- **Description of the task**:
Filter the listing below down to the lines holding the word "shrub", and copy those lines.

- **Data supplied**:
☆ ☆ ☆ ☆ ☆ ☆ ☆
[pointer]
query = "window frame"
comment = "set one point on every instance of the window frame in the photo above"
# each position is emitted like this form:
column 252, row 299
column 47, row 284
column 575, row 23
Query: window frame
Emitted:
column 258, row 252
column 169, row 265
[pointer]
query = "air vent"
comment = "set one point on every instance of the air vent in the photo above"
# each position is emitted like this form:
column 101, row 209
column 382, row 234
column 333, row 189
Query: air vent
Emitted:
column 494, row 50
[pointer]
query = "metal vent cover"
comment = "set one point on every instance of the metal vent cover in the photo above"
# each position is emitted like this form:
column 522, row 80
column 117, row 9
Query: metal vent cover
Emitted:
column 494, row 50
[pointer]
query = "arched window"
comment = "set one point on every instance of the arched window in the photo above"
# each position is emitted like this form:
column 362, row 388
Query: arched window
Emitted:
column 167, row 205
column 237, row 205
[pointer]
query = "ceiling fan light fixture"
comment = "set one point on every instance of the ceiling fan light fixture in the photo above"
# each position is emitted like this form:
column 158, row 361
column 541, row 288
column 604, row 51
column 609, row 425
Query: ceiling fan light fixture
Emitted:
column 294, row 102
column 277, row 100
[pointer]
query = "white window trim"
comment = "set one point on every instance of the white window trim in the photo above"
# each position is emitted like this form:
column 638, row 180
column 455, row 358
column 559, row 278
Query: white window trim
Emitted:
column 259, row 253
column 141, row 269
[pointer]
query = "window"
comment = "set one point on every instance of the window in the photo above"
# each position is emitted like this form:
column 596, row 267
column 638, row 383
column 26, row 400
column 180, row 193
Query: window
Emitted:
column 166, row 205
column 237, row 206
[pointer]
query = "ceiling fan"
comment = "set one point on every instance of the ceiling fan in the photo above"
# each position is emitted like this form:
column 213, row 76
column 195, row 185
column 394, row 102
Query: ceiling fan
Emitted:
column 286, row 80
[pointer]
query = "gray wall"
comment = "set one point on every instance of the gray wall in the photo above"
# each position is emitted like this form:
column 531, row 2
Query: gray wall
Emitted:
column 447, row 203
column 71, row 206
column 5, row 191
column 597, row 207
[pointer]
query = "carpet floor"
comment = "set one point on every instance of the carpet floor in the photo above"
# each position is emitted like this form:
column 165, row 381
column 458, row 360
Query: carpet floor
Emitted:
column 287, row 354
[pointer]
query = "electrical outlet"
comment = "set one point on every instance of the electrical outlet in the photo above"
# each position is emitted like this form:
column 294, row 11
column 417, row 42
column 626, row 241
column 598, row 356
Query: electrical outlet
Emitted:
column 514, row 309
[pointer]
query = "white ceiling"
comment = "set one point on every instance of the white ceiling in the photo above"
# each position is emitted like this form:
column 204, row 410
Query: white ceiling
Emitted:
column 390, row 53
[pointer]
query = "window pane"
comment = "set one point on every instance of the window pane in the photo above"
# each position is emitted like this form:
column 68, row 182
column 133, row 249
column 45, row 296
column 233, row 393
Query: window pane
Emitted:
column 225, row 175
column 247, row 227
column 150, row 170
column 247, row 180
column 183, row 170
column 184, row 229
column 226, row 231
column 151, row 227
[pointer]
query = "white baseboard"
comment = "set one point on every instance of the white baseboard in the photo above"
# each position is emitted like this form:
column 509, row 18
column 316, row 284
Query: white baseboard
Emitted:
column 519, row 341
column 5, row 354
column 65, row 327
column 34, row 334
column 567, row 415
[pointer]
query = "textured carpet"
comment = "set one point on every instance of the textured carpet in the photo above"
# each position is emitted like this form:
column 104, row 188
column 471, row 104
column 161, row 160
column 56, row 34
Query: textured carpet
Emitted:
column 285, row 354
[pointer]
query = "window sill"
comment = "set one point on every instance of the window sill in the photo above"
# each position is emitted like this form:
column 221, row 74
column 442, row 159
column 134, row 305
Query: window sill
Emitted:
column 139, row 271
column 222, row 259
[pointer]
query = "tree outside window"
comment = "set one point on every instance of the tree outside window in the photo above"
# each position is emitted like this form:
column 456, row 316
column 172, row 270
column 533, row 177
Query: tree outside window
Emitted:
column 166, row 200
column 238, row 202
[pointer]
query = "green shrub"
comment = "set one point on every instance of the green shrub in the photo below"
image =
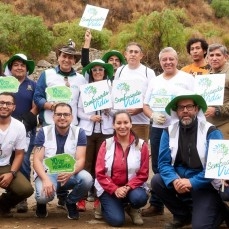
☆ ☆ ☆ ☆ ☆ ☆ ☆
- **Response to this task**:
query = "green shrub"
comment = "set one point on every instance of the green shrub in the photo below"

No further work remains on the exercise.